Task description: Please pick out every line in the entries below that contains the string "kart" and copy each of those lines. Case counts, so a line matches only if the capitalization is the same.

Input for this task:
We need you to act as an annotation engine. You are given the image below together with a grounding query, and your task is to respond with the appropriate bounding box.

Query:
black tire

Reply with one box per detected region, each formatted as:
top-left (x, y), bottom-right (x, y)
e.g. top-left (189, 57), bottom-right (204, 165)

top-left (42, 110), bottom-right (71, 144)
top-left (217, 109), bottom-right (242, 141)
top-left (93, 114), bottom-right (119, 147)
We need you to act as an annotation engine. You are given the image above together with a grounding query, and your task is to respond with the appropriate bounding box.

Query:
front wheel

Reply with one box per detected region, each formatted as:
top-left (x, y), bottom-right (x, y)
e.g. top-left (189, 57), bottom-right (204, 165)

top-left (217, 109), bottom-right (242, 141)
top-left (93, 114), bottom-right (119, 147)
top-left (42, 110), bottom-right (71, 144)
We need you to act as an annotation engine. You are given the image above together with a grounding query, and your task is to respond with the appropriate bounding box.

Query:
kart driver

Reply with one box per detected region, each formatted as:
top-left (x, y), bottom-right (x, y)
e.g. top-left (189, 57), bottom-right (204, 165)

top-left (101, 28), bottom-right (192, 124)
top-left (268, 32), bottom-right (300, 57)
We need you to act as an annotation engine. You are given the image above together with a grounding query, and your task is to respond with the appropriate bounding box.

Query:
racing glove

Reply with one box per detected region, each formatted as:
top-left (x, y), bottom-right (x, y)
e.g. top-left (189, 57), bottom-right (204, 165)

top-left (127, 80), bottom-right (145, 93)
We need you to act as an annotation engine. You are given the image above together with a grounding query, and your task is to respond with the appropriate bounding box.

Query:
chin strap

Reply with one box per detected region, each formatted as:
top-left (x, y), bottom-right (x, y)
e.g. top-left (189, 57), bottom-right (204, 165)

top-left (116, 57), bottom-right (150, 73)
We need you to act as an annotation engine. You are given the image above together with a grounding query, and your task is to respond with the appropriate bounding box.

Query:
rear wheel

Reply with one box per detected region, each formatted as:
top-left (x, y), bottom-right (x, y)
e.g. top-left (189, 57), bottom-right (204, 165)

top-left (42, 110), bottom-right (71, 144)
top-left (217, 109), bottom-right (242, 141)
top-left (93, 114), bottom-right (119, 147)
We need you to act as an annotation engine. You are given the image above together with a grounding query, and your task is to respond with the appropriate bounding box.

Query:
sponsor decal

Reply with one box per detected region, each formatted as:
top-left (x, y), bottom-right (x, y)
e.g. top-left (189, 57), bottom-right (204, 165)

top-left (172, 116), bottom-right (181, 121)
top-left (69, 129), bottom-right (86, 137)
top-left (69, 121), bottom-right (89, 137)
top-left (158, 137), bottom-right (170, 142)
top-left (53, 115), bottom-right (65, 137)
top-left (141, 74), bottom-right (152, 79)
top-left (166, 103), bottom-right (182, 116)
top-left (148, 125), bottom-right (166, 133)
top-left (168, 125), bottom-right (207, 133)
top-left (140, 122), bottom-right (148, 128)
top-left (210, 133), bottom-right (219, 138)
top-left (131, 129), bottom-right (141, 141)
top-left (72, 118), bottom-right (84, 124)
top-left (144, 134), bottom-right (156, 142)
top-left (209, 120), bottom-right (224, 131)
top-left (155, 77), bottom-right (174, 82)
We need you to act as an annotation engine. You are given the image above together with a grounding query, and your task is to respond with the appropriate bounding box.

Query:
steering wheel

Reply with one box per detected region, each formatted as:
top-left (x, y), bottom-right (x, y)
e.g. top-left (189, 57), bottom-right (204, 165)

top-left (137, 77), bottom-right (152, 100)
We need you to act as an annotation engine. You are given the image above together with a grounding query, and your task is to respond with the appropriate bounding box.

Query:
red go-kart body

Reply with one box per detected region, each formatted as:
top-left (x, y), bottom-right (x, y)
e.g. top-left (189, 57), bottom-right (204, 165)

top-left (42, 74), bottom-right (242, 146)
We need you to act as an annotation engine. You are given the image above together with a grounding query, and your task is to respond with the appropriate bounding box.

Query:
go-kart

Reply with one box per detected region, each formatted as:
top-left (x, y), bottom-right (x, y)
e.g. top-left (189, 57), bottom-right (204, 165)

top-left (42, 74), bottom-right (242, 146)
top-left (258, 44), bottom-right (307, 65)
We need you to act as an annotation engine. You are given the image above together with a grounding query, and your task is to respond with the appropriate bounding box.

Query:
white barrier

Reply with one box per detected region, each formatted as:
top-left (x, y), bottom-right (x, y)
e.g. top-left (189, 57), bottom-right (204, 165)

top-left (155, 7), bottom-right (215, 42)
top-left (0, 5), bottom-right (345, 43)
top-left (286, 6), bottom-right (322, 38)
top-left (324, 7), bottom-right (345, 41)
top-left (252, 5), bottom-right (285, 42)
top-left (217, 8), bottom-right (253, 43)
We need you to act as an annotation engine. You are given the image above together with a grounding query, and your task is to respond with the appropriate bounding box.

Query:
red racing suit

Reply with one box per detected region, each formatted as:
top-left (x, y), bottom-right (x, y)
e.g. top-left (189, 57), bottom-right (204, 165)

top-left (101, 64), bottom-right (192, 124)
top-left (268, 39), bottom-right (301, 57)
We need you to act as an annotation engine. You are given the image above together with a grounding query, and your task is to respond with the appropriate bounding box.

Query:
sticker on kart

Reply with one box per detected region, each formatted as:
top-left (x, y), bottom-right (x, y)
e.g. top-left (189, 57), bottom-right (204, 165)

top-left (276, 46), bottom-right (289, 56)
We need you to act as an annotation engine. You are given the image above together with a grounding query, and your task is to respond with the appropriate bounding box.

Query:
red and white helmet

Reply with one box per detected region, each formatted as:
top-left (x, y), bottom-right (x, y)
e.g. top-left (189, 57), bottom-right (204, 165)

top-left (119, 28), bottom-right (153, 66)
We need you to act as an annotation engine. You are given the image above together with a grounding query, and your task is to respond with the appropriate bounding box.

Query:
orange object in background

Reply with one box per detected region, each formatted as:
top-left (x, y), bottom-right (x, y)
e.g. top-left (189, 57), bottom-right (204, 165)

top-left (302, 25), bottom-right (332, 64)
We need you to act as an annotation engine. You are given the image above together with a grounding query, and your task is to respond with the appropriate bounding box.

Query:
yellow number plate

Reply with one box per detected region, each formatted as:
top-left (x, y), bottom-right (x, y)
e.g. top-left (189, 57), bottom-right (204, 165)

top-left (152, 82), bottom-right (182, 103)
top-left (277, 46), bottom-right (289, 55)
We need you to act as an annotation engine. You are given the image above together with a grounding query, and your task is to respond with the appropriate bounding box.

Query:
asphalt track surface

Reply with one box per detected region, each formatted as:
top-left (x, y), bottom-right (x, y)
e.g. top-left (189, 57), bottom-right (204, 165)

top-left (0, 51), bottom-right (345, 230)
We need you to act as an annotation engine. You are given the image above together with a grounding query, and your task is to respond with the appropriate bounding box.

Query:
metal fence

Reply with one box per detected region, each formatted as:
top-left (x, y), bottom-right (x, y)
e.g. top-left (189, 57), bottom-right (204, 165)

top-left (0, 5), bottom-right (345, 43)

Result of the exercise:
kart driver
red go-kart body
go-kart
sticker on kart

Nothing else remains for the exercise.